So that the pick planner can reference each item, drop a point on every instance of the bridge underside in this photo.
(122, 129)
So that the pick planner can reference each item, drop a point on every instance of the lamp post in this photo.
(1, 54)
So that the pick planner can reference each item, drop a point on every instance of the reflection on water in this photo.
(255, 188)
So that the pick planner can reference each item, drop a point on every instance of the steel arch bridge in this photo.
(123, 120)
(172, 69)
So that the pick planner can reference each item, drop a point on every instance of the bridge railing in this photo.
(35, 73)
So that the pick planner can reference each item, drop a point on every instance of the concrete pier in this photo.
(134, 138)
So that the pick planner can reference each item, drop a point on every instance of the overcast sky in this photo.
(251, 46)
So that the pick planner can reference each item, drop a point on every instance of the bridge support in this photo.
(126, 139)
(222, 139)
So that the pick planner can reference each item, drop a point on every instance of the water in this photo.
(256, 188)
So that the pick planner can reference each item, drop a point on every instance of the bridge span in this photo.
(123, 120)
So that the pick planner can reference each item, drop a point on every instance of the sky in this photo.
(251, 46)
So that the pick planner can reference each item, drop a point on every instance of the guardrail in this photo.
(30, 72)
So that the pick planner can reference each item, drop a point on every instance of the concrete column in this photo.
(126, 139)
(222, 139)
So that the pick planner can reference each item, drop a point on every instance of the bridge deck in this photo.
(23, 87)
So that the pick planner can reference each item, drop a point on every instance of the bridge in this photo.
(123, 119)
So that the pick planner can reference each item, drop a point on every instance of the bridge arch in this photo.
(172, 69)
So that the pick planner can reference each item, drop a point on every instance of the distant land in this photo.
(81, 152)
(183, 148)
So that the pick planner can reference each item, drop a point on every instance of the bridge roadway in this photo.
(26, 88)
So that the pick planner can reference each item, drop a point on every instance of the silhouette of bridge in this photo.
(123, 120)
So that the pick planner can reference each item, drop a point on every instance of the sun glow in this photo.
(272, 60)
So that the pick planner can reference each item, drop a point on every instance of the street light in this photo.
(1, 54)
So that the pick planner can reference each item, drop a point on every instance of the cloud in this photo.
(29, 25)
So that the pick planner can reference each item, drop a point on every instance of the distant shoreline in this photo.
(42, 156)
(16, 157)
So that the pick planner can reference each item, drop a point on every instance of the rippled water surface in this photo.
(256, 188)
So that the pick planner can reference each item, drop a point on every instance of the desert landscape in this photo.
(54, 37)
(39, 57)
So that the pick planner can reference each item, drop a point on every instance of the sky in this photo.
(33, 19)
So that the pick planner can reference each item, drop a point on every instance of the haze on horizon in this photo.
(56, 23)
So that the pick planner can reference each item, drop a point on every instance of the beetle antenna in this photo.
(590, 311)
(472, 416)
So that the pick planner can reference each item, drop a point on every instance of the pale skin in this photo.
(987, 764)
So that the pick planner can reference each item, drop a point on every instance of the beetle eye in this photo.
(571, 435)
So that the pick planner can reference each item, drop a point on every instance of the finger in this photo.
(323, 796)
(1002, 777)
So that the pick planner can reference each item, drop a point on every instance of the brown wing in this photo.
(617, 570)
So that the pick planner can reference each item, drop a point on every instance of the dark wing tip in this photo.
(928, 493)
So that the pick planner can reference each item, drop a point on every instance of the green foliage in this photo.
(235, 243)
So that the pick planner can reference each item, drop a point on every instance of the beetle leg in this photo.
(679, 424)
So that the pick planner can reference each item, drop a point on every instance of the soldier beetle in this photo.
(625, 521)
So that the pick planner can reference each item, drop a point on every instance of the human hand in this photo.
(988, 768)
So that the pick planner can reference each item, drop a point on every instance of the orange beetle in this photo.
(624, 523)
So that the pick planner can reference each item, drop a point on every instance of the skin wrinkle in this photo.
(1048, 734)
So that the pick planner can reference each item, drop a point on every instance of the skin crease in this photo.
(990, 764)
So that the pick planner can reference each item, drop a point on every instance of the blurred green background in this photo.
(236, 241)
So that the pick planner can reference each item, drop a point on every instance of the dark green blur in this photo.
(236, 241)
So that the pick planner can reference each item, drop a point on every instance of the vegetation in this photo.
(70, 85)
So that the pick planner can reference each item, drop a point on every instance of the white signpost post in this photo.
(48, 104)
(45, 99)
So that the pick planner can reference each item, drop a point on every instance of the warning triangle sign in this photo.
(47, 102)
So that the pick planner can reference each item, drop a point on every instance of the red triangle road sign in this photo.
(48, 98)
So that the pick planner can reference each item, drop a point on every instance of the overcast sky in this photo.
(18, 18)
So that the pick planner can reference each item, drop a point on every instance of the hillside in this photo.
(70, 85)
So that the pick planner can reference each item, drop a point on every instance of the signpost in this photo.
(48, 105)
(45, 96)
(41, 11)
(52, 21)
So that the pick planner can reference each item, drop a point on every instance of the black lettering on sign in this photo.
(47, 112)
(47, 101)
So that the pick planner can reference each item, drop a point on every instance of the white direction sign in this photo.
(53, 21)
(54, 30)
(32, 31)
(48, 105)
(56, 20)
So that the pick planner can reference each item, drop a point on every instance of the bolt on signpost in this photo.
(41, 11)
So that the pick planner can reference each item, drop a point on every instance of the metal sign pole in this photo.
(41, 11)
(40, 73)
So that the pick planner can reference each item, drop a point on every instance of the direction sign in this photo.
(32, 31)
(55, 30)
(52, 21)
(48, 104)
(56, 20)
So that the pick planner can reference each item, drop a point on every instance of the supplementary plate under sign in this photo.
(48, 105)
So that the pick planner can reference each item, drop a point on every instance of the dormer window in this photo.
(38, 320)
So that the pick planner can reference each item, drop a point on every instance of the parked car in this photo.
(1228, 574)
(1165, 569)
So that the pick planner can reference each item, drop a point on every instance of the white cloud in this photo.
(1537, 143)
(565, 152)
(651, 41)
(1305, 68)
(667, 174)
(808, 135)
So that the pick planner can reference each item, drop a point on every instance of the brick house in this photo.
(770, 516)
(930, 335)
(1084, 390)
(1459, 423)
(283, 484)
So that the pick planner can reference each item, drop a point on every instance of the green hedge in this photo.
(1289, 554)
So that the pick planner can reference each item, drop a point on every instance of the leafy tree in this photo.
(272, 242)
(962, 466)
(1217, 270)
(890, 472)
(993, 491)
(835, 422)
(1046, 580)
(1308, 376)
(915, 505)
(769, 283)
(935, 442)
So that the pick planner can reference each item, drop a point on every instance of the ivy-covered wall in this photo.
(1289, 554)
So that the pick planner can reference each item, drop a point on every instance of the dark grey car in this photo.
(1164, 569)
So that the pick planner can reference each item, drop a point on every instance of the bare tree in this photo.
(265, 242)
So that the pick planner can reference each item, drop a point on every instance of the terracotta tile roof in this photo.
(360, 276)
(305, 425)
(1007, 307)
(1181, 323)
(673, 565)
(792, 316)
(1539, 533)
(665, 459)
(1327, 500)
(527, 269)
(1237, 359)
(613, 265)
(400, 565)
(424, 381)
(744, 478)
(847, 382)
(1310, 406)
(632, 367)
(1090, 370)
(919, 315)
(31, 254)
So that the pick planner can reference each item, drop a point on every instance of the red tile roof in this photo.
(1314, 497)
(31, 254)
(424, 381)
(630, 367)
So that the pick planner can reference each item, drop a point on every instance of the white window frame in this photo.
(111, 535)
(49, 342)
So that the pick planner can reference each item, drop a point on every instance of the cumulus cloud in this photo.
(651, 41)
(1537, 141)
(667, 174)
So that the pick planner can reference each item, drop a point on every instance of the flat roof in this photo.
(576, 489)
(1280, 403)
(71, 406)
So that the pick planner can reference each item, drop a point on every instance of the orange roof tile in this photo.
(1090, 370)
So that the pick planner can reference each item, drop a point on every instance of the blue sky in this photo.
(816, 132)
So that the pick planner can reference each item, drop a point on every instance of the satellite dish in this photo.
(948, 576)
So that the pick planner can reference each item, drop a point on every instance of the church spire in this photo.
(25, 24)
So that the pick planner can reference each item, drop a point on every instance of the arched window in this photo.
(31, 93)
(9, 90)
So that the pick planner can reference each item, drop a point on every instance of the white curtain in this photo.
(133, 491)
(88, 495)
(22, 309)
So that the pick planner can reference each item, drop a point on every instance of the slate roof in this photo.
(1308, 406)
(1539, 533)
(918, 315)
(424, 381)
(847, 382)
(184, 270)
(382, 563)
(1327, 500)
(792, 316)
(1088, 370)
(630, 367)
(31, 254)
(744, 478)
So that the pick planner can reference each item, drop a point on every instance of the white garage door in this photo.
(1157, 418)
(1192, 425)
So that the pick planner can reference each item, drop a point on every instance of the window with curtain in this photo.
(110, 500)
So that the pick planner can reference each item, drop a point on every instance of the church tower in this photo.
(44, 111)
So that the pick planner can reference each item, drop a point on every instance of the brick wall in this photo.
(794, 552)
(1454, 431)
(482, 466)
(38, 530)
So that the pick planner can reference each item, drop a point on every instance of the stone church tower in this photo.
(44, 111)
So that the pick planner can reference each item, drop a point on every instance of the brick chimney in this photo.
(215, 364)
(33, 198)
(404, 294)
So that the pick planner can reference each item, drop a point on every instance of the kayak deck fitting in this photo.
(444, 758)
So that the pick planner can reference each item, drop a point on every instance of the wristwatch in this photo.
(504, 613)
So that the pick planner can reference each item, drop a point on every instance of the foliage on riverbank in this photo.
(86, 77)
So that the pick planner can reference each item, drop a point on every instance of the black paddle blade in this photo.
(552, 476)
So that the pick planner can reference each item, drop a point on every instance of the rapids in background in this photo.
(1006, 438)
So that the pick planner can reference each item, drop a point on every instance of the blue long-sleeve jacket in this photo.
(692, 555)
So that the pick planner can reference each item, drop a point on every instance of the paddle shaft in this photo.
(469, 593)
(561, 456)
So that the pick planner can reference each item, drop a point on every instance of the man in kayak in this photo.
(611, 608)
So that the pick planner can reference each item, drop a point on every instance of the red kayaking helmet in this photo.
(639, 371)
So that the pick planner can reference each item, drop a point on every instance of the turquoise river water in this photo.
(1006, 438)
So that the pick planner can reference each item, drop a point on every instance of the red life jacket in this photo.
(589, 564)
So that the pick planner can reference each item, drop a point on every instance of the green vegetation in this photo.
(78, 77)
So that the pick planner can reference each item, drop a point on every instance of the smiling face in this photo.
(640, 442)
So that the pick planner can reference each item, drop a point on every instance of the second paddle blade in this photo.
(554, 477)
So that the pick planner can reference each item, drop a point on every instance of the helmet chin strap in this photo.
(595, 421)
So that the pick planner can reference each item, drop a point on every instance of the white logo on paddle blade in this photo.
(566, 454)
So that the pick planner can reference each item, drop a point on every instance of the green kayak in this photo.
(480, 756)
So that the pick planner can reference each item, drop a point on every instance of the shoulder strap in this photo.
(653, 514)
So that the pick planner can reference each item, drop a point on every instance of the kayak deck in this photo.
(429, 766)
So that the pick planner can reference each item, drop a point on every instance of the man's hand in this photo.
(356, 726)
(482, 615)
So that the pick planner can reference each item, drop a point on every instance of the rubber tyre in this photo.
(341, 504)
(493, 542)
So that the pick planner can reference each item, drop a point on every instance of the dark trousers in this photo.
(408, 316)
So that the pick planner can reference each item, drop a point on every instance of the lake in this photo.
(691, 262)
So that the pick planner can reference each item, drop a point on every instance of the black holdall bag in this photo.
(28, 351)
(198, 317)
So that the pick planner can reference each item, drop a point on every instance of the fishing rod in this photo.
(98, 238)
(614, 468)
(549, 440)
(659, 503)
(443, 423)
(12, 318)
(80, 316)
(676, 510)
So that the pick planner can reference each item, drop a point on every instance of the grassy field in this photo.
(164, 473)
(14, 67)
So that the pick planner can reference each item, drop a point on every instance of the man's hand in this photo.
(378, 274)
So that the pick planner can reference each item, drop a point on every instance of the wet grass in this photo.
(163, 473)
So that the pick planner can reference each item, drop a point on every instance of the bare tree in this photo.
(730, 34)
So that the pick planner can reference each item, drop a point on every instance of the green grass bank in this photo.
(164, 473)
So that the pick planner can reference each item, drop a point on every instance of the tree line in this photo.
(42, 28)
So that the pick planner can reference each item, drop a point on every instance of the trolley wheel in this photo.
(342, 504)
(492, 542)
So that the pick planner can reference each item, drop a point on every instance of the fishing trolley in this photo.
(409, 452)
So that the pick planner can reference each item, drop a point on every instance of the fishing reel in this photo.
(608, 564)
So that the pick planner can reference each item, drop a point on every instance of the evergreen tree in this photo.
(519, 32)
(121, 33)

= = =

Directions: Find the line that contains "grass in this photo.". Repeat it and every line after it, exactly as written, up to and including the last line of the records above.

Answer to this problem:
So that the pick planner can reference each item, drop a point on every instance of the wet grass in this photo.
(163, 473)
So that the pick planner can reference each item, drop a point on every instance of the bare tree in this photo.
(730, 34)
So that the pick planner can reference each item, drop a point on every instance of the green grass bank in this photo.
(164, 473)
So that the pick planner can reference each item, drop a point on every instance of the tree line in this photo.
(42, 28)
So that the pick planner can reference each item, drop a point on every instance of the trolley wheel in this photo.
(342, 504)
(492, 542)
So that the pick planner can reference each item, drop a point on every instance of the fishing trolley in this photo.
(409, 452)
So that the pick planner can reference each item, drop a point on every instance of the fishing reel in this photo.
(608, 564)
So that the pick planner can reference each item, drop a point on every instance of the evergreen tree in this photo.
(519, 32)
(121, 33)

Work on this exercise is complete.